Imaginons un seul instant que les jeunes générations qui veulent s’engager dans le monde de la création n’aient d’autre perspective, quoi qu’ils fassent, d’être demain spoliés de leurs droits et de n’être pas récompensés de leur travail : ce serait décourageant et susciterait probablement bien peu de vocations !
Vivre en société – et c’est là aussi un signe adressé aux jeunes générations –, cela suppose l’existence de valeurs qui doivent être respectées. Vivre en société, cela a un sens.
Ces valeurs sont ordonnées selon une hiérarchie qu’il est également nécessaire de respecter, mais qui n’est peut-être pas le phénomène qui apparaît le plus spontanément sur internet. Internet est un monde plat, un monde dans lequel tous les usages et toutes les valeurs ont grosso modo le même sens et sont placés sur le même plan, un monde dans lequel tout a, à peu de chose près, la même dimension, où tous les portails connaissent une fréquentation comparable.
À nous de réintroduire du sens, à nous de donner une hiérarchisation à cette consommation frénétique mais intéressante, à cette « gourmandise » pour les œuvres présentes sur la toile.
Internet est donc un territoire virtuel, c’est une terre sympathique et accueillante. Cependant, elle doit être policée, au sens républicain du terme : nous devons faire en sorte qu’on y respecte les droits de chacun.
Le Sénat a pris ses responsabilités. Nous avons voulu répondre au scepticisme ambiant. Les créateurs se désespèrent : Va-t-on laisser durablement piller les œuvres sur internet ? Va-t-on laisser s’effondrer l’économie de la création ? Je rappelle que 2,4 % de la population active de notre pays travaille dans l’univers de la création et, en ces temps de crise, certains de nos concitoyens sont très inquiets pour leur avenir.
Nous avons enfin voulu répondre au cynisme ambiant, au double langage que tiennent certains : Va-t-on fliquer les internautes ? Va-t-on les pénaliser ?
Il ne s’agit ni de fliquer ni de pénaliser, il s’agit tout simplement de faire respecter les libertés et les droits des uns et des autres, si l’on veut que la diversité soit assurée, que la protection des œuvres ait encore un sens, si l’on veut éviter certains abus, voire un certain populisme, selon lequel tout peut être « consommé » gratuitement quelles qu’en soient les conséquences.
J’en reviens aux conclusions de la CMP.
Tout d’abord, nous avons voulu promouvoir l’offre légale. En effet, une offre légale forte et diverse est nécessaire si l’on veut que l’internaute se sente en sécurité sur internet et qu’il puisse consommer le maximum d’œuvres de création.
Nous avons donc souhaité qu’il y ait une concertation entre les producteurs et les acteurs et, à la suite de nos collègues députés, nous avons accepté l’élaboration d’un « recueil des usages », c'est-à-dire un cadre incitatif rassemblant les professionnels afin d’assurer une meilleure circulation des œuvres dans l’avenir.

▬▬▬

- EXERCICE BREF A: Extrayez de la liste ci-dessous chaque ligne où figure la chaîne « fire ».

▬▬▬

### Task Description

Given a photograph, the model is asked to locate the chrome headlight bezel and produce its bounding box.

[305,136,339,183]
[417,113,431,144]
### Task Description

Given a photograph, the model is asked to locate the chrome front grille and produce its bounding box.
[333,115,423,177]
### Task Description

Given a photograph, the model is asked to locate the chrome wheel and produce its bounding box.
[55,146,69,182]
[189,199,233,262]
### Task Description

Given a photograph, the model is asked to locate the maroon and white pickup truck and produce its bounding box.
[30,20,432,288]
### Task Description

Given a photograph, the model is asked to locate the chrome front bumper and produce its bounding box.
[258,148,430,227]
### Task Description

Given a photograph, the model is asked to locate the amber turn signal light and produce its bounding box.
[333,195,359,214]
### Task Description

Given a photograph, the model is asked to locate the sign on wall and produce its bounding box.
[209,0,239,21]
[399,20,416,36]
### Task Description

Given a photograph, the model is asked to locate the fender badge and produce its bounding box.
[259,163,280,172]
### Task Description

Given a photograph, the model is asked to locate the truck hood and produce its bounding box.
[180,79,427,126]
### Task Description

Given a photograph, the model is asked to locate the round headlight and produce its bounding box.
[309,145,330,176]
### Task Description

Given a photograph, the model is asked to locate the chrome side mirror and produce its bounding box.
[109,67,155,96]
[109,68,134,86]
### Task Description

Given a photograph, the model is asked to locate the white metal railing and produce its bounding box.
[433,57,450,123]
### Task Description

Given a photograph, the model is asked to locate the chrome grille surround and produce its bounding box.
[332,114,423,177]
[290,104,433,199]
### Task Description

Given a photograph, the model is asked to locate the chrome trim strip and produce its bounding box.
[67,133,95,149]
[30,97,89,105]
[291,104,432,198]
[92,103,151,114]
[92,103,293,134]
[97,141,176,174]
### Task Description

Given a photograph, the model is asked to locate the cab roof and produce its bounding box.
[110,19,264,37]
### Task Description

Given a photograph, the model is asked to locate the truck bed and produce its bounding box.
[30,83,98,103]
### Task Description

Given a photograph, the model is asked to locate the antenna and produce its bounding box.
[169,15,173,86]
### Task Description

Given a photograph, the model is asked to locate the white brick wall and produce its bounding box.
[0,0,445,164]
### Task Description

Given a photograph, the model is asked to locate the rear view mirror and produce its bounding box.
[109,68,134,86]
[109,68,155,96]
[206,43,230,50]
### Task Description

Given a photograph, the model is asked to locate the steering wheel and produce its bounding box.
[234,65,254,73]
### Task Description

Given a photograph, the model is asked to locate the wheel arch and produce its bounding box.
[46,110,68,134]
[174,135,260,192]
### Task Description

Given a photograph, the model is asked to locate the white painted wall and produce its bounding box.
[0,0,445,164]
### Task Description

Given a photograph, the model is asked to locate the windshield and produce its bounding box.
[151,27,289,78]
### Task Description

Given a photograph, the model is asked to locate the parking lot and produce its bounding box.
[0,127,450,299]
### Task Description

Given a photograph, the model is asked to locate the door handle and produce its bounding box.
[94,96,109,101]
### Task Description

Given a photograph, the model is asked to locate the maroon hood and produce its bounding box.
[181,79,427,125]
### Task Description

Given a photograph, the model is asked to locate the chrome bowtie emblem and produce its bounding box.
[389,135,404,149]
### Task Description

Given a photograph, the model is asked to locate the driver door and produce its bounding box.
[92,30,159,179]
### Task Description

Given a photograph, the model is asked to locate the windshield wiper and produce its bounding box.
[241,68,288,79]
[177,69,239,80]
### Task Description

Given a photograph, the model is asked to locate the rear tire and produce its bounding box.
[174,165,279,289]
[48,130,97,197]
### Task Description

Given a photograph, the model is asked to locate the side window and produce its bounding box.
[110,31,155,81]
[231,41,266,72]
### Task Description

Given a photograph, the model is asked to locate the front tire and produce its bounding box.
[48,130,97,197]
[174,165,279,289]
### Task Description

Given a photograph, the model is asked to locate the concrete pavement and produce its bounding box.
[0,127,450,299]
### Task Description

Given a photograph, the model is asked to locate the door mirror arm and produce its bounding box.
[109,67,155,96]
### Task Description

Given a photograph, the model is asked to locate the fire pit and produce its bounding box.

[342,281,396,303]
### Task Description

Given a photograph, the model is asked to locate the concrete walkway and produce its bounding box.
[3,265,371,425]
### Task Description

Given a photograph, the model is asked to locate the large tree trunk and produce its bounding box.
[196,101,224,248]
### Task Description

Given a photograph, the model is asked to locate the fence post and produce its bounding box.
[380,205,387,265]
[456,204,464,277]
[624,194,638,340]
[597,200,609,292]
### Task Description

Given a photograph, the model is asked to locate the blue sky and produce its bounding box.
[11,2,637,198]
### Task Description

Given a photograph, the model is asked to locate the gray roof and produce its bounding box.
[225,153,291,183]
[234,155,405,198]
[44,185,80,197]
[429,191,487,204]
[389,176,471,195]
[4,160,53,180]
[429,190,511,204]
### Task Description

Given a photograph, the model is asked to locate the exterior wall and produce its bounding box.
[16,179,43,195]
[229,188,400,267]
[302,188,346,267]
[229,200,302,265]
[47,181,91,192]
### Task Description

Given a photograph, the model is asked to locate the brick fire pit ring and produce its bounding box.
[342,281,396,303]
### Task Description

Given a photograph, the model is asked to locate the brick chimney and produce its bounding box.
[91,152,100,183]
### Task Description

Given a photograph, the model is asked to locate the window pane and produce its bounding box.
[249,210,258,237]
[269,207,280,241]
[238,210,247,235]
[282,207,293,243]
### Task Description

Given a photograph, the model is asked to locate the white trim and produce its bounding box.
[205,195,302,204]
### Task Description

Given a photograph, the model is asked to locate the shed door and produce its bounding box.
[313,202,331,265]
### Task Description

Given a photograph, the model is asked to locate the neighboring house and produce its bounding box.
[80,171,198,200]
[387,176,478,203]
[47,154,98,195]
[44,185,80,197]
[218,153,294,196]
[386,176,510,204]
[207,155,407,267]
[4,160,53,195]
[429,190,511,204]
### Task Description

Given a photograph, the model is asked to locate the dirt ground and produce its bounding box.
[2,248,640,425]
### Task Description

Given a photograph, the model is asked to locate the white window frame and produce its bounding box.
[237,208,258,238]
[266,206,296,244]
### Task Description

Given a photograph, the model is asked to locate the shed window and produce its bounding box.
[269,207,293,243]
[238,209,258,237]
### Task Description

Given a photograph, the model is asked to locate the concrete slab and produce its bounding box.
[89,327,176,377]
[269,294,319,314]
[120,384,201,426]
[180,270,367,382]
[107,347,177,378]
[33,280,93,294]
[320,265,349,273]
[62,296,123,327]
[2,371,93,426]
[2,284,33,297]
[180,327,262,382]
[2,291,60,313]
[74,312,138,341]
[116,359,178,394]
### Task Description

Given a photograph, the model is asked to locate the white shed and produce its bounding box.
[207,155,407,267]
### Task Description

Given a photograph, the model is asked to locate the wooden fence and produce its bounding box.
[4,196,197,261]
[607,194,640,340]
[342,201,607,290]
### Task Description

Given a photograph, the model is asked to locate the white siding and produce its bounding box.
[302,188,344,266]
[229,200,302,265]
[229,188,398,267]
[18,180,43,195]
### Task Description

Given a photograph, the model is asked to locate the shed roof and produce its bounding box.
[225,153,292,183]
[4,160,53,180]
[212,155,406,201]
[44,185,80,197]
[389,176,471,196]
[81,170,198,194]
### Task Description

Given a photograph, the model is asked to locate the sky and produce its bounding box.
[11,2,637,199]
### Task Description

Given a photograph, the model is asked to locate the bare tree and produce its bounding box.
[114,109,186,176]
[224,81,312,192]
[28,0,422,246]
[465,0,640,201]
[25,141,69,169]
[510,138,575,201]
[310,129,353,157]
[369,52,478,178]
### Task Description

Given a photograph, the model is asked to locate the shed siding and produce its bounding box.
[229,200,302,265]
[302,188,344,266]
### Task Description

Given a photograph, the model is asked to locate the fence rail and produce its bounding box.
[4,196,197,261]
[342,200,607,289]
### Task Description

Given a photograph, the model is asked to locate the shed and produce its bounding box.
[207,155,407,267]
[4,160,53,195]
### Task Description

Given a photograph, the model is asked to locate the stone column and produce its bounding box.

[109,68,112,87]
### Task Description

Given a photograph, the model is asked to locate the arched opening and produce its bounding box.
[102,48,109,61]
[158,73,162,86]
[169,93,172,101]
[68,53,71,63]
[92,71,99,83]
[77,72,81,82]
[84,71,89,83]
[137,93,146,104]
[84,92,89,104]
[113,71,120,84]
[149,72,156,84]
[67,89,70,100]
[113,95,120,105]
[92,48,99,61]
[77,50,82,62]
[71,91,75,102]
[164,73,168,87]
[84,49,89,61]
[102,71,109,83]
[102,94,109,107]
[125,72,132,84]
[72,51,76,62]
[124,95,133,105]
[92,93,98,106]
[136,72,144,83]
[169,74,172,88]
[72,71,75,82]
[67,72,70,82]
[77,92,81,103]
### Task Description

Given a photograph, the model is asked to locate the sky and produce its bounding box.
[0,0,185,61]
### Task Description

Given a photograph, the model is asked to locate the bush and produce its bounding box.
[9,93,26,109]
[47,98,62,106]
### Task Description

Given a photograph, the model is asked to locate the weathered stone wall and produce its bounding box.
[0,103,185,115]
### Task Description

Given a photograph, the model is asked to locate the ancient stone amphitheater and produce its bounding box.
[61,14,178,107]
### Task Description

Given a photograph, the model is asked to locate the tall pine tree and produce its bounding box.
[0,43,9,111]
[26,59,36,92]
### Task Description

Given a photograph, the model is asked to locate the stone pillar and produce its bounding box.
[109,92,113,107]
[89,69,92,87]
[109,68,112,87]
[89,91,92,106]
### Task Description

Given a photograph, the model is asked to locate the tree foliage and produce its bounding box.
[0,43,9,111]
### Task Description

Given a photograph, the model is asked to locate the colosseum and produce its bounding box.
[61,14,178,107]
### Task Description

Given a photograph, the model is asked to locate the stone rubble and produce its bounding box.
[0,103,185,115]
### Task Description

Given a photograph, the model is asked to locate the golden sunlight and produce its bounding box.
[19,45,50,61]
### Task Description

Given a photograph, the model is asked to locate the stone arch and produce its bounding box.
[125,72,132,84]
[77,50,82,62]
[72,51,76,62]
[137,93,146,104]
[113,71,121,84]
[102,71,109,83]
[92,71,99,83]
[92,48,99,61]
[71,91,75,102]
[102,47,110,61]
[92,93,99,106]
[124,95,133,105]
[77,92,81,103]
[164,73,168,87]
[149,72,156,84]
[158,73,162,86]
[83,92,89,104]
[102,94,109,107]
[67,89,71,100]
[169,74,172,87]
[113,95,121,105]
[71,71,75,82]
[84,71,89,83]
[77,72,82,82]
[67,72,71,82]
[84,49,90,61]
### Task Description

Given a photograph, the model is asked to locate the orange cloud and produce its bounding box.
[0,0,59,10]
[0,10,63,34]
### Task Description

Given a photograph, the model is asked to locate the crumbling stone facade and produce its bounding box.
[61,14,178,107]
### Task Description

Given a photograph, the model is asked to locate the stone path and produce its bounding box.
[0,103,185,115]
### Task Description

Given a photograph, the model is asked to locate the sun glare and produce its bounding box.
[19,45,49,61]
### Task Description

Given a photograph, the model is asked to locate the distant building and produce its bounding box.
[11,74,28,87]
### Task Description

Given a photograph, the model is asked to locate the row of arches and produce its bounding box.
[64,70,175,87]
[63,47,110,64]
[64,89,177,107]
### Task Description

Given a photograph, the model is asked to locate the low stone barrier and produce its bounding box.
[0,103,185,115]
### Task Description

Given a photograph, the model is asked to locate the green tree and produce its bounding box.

▬▬▬

- EXERCICE BREF B: Recopiez le passage de l'extrait sur la création et internet compris entre « Internet est donc » et « les pénaliser ? », ces deux bornes incluses.

- RÉSULTAT A:
Given a photograph, the model is asked to locate the fire pit and produce its bounding box.
Given a photograph, the model is asked to locate the brick fire pit ring and produce its bounding box.

- RÉSULTAT B:
Internet est donc un territoire virtuel, c’est une terre sympathique et accueillante. Cependant, elle doit être policée, au sens républicain du terme : nous devons faire en sorte qu’on y respecte les droits de chacun.
Le Sénat a pris ses responsabilités. Nous avons voulu répondre au scepticisme ambiant. Les créateurs se désespèrent : Va-t-on laisser durablement piller les œuvres sur internet ? Va-t-on laisser s’effondrer l’économie de la création ? Je rappelle que 2,4 % de la population active de notre pays travaille dans l’univers de la création et, en ces temps de crise, certains de nos concitoyens sont très inquiets pour leur avenir.
Nous avons enfin voulu répondre au cynisme ambiant, au double langage que tiennent certains : Va-t-on fliquer les internautes ? Va-t-on les pénaliser ?